> _Task material_:
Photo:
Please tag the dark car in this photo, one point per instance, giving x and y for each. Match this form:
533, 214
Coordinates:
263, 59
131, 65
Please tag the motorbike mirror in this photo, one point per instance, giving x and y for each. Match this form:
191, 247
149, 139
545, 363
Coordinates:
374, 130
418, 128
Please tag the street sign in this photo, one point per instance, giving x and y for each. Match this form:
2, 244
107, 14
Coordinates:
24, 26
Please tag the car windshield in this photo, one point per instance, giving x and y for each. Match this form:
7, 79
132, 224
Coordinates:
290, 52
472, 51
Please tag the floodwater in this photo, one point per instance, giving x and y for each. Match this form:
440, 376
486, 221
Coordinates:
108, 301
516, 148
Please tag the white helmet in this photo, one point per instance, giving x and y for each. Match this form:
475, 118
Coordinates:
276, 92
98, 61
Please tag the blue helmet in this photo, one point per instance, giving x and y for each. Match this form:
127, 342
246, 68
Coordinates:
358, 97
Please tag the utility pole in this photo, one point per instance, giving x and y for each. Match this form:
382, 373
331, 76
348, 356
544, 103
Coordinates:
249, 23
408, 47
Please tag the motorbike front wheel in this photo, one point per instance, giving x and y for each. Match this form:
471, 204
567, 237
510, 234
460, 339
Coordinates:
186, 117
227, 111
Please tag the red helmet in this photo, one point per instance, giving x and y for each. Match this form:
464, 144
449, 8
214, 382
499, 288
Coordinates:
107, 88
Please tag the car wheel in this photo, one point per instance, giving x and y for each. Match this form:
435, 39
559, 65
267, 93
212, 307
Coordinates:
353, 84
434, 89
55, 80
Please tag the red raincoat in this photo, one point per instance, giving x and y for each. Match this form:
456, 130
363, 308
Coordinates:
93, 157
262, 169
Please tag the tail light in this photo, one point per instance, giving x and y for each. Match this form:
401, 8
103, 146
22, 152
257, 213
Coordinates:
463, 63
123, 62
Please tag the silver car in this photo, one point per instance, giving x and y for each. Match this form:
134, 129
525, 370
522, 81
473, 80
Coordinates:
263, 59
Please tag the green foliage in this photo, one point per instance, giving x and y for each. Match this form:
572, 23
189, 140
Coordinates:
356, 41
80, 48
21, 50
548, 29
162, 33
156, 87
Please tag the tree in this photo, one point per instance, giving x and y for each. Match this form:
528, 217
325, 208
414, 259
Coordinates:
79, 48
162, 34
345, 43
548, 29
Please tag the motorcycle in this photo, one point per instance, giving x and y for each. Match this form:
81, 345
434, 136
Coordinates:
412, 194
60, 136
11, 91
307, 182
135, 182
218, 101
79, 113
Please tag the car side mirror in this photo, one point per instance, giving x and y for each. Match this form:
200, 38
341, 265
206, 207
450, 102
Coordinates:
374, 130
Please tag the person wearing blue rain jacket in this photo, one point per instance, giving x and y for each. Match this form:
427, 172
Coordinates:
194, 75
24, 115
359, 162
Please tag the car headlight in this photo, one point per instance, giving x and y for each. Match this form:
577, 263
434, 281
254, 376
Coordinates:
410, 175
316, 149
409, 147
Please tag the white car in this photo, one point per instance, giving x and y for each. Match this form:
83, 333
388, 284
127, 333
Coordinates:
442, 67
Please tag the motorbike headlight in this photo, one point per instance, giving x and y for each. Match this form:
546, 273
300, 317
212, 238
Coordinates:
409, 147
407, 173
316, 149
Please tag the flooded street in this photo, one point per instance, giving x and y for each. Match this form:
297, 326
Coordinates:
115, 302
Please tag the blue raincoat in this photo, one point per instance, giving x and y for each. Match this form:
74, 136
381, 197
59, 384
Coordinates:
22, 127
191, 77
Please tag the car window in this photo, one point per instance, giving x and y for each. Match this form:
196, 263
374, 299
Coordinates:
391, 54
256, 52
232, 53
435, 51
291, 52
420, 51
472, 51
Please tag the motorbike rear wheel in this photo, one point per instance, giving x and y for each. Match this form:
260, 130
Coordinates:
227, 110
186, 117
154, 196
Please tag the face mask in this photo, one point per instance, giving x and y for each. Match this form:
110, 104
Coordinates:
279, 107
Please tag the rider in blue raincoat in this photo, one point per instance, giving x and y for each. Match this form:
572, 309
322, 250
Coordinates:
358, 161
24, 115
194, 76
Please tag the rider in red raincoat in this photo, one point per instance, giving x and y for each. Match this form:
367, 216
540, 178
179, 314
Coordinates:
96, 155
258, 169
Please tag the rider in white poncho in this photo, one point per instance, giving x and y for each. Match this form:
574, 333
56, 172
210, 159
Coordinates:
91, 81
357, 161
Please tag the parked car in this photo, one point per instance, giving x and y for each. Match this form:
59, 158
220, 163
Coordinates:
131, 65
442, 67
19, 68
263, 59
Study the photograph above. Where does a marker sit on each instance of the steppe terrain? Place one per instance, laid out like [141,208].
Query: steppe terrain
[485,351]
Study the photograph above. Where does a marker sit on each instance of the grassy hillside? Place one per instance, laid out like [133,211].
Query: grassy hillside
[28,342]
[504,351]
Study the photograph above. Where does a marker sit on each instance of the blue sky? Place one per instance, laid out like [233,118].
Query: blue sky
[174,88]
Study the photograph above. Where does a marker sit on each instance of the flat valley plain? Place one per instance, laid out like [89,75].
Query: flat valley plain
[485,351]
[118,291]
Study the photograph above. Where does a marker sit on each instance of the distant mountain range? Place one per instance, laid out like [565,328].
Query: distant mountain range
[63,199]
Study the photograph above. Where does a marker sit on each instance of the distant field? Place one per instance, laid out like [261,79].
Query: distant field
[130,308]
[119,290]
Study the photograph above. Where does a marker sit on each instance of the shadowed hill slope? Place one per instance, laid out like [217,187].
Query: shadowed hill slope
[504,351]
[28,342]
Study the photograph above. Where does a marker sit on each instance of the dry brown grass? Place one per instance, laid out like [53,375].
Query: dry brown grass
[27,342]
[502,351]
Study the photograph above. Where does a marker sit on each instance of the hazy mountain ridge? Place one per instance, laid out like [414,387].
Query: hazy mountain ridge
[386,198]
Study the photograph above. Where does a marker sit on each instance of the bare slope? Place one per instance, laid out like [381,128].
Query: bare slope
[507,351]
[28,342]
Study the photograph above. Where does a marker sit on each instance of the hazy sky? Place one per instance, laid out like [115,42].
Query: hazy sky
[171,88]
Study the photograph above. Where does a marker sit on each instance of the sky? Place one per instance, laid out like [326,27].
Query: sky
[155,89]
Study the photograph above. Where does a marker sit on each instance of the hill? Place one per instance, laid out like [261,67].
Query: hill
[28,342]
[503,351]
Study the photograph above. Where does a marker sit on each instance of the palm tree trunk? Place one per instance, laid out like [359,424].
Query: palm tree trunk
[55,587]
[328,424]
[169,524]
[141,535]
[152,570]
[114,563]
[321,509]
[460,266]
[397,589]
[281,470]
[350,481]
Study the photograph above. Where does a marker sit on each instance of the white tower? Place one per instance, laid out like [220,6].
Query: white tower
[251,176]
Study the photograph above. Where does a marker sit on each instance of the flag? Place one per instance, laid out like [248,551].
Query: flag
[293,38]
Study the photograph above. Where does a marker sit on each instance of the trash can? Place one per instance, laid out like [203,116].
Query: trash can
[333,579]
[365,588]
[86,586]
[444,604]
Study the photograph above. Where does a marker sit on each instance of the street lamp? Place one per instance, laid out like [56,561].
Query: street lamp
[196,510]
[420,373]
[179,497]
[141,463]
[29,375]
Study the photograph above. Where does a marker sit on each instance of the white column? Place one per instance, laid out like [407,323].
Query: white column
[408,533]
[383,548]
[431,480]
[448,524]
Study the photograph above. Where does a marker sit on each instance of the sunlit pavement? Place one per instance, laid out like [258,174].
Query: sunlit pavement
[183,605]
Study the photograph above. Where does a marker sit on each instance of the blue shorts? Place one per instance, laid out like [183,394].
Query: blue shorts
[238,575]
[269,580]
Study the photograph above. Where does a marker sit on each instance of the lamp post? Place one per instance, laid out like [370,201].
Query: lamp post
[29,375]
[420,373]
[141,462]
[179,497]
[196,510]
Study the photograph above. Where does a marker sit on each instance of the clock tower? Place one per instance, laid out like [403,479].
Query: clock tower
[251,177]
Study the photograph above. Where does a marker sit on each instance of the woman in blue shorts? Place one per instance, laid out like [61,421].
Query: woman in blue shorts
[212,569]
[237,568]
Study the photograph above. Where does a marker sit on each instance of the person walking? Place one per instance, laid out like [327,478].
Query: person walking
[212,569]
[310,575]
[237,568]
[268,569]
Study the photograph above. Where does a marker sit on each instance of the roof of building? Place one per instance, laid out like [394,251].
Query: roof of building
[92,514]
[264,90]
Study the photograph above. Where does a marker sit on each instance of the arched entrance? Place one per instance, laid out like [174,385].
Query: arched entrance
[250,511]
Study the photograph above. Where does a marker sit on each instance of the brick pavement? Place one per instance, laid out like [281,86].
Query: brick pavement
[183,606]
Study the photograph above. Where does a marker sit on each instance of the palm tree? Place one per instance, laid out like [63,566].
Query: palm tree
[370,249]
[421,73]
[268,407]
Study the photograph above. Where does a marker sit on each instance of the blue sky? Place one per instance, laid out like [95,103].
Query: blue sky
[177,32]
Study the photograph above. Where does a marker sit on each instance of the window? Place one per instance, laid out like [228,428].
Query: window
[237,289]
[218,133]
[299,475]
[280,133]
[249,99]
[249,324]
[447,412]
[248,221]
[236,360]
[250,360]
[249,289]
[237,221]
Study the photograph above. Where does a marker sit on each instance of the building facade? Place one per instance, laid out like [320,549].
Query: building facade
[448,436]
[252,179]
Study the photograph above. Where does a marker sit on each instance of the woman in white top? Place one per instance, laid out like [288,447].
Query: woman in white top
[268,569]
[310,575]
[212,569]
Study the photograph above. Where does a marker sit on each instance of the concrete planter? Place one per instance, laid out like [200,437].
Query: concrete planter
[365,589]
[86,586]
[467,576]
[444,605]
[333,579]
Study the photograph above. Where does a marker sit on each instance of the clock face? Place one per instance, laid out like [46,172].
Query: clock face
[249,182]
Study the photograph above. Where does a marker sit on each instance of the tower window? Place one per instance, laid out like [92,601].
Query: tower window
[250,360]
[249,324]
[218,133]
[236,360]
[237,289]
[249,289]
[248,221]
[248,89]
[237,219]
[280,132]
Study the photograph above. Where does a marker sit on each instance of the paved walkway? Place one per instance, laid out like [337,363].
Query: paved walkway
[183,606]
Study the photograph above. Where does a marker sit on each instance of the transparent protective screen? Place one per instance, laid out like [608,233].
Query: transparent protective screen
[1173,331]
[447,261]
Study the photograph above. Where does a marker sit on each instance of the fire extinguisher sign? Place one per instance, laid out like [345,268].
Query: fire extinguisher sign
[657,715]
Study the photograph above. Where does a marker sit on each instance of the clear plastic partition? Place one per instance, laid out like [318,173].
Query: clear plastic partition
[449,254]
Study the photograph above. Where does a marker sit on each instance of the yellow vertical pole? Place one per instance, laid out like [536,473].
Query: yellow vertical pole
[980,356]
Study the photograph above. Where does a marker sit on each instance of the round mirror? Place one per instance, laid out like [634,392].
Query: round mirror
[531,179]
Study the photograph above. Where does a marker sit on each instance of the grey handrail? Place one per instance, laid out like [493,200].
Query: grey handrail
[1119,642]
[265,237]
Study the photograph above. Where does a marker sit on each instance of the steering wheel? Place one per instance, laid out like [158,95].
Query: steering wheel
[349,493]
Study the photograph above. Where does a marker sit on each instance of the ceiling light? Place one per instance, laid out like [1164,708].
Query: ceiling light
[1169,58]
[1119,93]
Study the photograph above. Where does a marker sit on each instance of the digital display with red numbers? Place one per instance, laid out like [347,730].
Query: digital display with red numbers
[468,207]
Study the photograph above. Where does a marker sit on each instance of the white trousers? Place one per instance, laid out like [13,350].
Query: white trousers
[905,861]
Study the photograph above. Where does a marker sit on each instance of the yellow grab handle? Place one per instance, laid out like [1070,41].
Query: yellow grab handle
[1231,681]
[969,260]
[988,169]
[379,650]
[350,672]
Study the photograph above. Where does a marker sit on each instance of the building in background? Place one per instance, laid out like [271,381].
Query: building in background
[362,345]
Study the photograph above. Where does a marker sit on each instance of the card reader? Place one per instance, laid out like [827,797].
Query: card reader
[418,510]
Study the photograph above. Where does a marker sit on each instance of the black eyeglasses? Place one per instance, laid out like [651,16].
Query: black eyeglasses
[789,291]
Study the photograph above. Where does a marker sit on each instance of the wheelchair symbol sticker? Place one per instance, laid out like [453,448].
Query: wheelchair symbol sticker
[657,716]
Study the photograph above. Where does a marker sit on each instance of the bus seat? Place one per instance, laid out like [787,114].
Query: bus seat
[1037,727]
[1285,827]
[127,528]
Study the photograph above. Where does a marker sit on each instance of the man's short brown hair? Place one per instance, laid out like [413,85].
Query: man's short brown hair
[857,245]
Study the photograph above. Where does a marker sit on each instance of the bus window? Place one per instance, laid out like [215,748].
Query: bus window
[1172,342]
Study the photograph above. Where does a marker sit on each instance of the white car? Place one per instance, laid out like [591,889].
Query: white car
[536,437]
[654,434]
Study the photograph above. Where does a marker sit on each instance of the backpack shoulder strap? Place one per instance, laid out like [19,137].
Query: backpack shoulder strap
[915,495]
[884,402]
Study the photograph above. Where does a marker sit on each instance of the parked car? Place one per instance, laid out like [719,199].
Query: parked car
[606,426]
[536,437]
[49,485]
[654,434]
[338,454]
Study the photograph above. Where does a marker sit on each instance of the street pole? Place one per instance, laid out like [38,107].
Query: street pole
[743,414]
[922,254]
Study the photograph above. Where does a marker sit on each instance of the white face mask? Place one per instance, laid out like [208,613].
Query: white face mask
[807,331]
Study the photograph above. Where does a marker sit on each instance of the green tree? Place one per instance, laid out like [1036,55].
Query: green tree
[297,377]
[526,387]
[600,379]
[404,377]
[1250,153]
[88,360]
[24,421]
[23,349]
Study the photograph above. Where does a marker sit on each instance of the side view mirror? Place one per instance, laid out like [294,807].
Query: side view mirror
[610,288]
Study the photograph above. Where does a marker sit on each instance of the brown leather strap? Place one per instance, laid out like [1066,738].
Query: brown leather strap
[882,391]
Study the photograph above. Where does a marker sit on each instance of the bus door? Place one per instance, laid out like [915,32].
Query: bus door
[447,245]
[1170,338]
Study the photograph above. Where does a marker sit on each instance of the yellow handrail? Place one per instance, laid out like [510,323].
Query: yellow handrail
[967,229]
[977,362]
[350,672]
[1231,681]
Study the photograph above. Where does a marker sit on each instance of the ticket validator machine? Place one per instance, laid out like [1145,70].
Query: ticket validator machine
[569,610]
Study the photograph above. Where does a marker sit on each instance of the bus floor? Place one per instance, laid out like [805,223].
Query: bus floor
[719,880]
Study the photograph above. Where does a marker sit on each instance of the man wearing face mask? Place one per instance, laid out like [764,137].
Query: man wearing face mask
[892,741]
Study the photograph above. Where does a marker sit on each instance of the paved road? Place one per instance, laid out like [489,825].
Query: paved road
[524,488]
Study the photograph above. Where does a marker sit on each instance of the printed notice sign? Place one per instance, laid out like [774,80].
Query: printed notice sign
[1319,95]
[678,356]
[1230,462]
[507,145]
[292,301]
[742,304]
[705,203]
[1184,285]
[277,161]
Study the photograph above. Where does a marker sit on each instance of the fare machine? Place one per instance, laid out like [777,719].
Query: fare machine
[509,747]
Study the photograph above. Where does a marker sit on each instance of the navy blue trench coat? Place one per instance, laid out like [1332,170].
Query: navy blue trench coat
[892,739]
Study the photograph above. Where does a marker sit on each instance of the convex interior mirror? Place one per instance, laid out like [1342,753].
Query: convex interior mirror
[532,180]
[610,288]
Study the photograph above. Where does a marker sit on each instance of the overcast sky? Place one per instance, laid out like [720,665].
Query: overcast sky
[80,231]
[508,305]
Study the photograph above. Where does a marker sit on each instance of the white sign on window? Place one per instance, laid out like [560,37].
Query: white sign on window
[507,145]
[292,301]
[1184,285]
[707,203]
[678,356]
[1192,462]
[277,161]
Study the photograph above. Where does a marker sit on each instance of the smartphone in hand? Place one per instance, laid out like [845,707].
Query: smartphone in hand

> _What you should do_: Looking at the records above, in how many lines does the word "helmet" occur? Reply with the number alone.

> _Response_: 3